## Tuesday, March 28, 2006

### Sick at home

The past weekend, we had a family reunion at my parents' place and I planned to go back to Bremen late Sunday or Monday morning. However, I had been quite tired the better part of last week (which at that point I had attributed to the late stages of finishing our paper on multipole vectors in the three year WMAP data and the visit by Guiseppe Policastro as we had not always finished discussing by 6 p.m.). Sunday evening, however it became appearant that indeed there were a number of red spots on my face and my Monday morning all over my body (for illustrations see here). The doctor confirmed my internet based diagnosis of rubella (German measels) and told me to stay at home for the time it lasts. Now, I am with my parents, they take care of me and I have fun reading papers and other things.

So, let me tell you about a few things I came across in case you also have some time to waste. Let's start with a poem by Thomas Gsella published in the weekly supplement to the Süddeutsche Zeitung (in German, I attempt no translation):

Berufsbeschreibung
Der Astrophysiker

Gewöhnliches ist nicht sein Ding.
Er aast im Unbekannten.
"Ereignishorizont" und "String",
das "Schwarze Loch", die "Quanten":

Er faselt Super-Quark und hört
dem "Hintergrund" sein "Rauschen".
Auf Partys steht er da und stört,
doch welche gibt's, die lauschen.

So ist ihm schnurz, ob wir's kapiern:
Er faselt guten Mutes.
Er will den Damen imponiern,
und ach, oh weh, er tut es!

Let me just add that from my experience this poem is rather unrealistic.

Next is a geometry problem I learned from my office mate Wolfgang Spitzer: Draw a sqare and mark one random point on each of the four sides. Now, erase the sqare just keeping the marked points. Use compass and ruler to reconstruct the square from the points. For bonus credit find conditions on four random points to lay on the four sides of a square.

Finally, there is a puzzle from "Spektrum der Wissenschaft", the German version of "Scientific American": A biologist starts with one bacterium. Each night, each bacterium splits into two. (Up to now, it sounds like a pretty dull, well known problem, but...). However, he notices that in some nights, exactly one bacterium becomes inactive and does not split on that night or any of the further night but it stays alive. Yesterday, the biologist counted 1638 bacteria, today, there are 3245. How many days ago did he start with the single bacterium? You can sumbit your solution to Spektrum until April 11th and win a carrier bag.

Wolfgang does not offer a prize but his problem if found much harder.

PS: I received a complaint that I had left destructive comments in other blogs. Let me assure you that I try not to be descructive but I don't know how you percieve it. Nevertheless, I always sign comments (as well as usenet posts) with my name and link to this blog. So comments from annoymous people or other Roberts (without link to atdotde) are not by me.

● **Requirement A**:
In the puzzle described in the blog post, how many bacteria did the biologist count today?
● **Requirement B**:
Reproduce everything in the blog post from "Gewöhnliches ist nicht" down to "gibt's, die lauschen.".
● **Requirement C**:
List every person the blog post identifies by both first and last name.

Items from a data source
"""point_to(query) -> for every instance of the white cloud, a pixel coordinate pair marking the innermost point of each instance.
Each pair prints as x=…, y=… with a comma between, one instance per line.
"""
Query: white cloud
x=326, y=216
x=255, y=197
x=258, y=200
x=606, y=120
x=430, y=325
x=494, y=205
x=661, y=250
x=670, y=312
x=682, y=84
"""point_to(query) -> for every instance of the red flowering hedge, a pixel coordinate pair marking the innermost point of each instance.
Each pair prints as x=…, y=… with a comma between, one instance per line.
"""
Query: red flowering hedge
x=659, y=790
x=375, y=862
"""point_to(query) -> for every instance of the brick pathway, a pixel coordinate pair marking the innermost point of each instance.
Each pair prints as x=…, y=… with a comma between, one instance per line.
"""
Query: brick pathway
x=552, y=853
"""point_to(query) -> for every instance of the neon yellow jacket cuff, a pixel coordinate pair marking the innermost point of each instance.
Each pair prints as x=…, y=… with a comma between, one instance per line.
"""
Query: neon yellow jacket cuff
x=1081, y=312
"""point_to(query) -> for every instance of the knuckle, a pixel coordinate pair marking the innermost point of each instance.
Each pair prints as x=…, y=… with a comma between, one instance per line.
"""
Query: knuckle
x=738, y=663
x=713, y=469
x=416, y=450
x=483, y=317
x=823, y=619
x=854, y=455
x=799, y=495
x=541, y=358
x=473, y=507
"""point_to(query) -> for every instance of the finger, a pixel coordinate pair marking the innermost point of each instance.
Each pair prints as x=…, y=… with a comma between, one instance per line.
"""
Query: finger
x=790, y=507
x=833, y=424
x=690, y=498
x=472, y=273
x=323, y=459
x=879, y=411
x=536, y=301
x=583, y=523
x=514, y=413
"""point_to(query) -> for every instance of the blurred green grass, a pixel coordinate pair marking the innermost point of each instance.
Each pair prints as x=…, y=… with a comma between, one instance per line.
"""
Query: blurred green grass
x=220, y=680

● **Output A**:
3245

● **Output B**:
Gewöhnliches ist nicht sein Ding.
Er aast im Unbekannten.
"Ereignishorizont" und "String",
das "Schwarze Loch", die "Quanten":

Er faselt Super-Quark und hört
dem "Hintergrund" sein "Rauschen".
Auf Partys steht er da und stört,
doch welche gibt's, die lauschen.

● **Output C**:
Guiseppe Policastro, Thomas Gsella, Wolfgang Spitzer